TEXTAUSZUG
····················

X

Kursziele, Prognosen und Fibonacci-Retracements

Jeder Trader sollte individuell entscheiden, mit welchem Online-Broker er auf einer Wellenlänge ist. Auch die Online-Präsentation spielt hierbei eine Rolle. pixabay.com © dawnfu (CC0 Public Domain)

Auf den Märkten herrscht immer wieder einmal Unsicherheit. Kurse sind turbulent und Kursentwicklungen nicht selten chaotisch. Das verunsichert natürlich. Eine Betrachtungsweise, die in den letzten Jahren vor allem bei vielen privaten Anlegern mehr und mehr in den Hintergrund geraten ist, ist die Betrachtung von Kurszielen. Natürlich kann niemand schlüssig vorhersagen, bei welchem Kurs Aktie A am Tag X notieren wird. Aber als gedankliche Herangehensweise eignen sich Kursziele sehr gut. Sie schaffen zumindest ein wenig Klarheit. Und sind oft auch eine Entscheidungshilfe für Anlage-Entscheidungen.

Was sind überhaupt Kursziele?

····················

MATERIAL ZUR ÜBUNG
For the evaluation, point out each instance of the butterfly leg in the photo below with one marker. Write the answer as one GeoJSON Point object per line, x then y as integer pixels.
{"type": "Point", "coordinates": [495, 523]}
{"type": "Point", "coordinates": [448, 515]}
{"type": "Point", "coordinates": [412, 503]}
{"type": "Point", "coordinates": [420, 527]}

····················

AUFGABENSTELLUNG
[1] Gib aus dem Textauszug über Kursziele den Abschnitt von „Auf den Märkten“ bis „Entscheidungshilfe für Anlage-Entscheidungen.“ wortgetreu wieder.
[2] Bring sämtliche Zeilen der Auflistung in die Form einer Markdown-Tabelle mit den Spalten „Nr.“ und „Zeile“ und lass Leerzeilen weg.
Textauszug und Auflistung sind voneinander unabhängiges Material.

LÖSUNGEN
[1]
Auf den Märkten herrscht immer wieder einmal Unsicherheit. Kurse sind turbulent und Kursentwicklungen nicht selten chaotisch. Das verunsichert natürlich. Eine Betrachtungsweise, die in den letzten Jahren vor allem bei vielen privaten Anlegern mehr und mehr in den Hintergrund geraten ist, ist die Betrachtung von Kurszielen. Natürlich kann niemand schlüssig vorhersagen, bei welchem Kurs Aktie A am Tag X notieren wird. Aber als gedankliche Herangehensweise eignen sich Kursziele sehr gut. Sie schaffen zumindest ein wenig Klarheit. Und sind oft auch eine Entscheidungshilfe für Anlage-Entscheidungen.

[2]
| Nr. | Zeile |
|---|---|
| 1 | For the evaluation, point out each instance of the butterfly leg in the photo below with one marker. Write the answer as one GeoJSON Point object per line, x then y as integer pixels. |
| 2 | {"type": "Point", "coordinates": [495, 523]} |
| 3 | {"type": "Point", "coordinates": [448, 515]} |
| 4 | {"type": "Point", "coordinates": [412, 503]} |
| 5 | {"type": "Point", "coordinates": [420, 527]} |